For each entry below, please return its exact wording and leave out any picture.

#### Data supplied
******
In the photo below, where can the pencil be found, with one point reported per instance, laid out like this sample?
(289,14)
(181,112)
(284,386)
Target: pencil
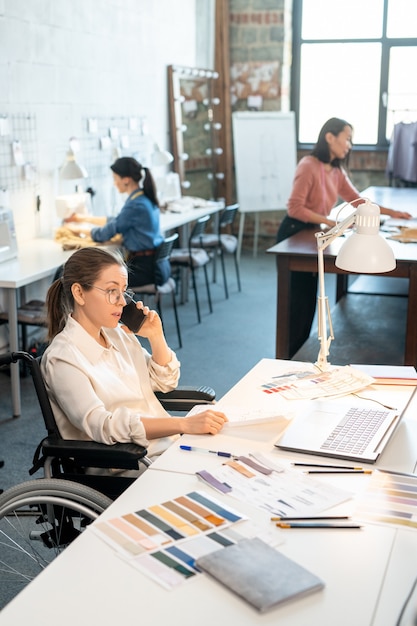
(290,519)
(314,525)
(319,465)
(339,472)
******
#### Solution to the problem
In the photo below, where can the pencil be found, with one point reported per instance, laid out like this sample?
(289,14)
(181,112)
(284,386)
Target: pencil
(290,519)
(314,525)
(319,465)
(339,472)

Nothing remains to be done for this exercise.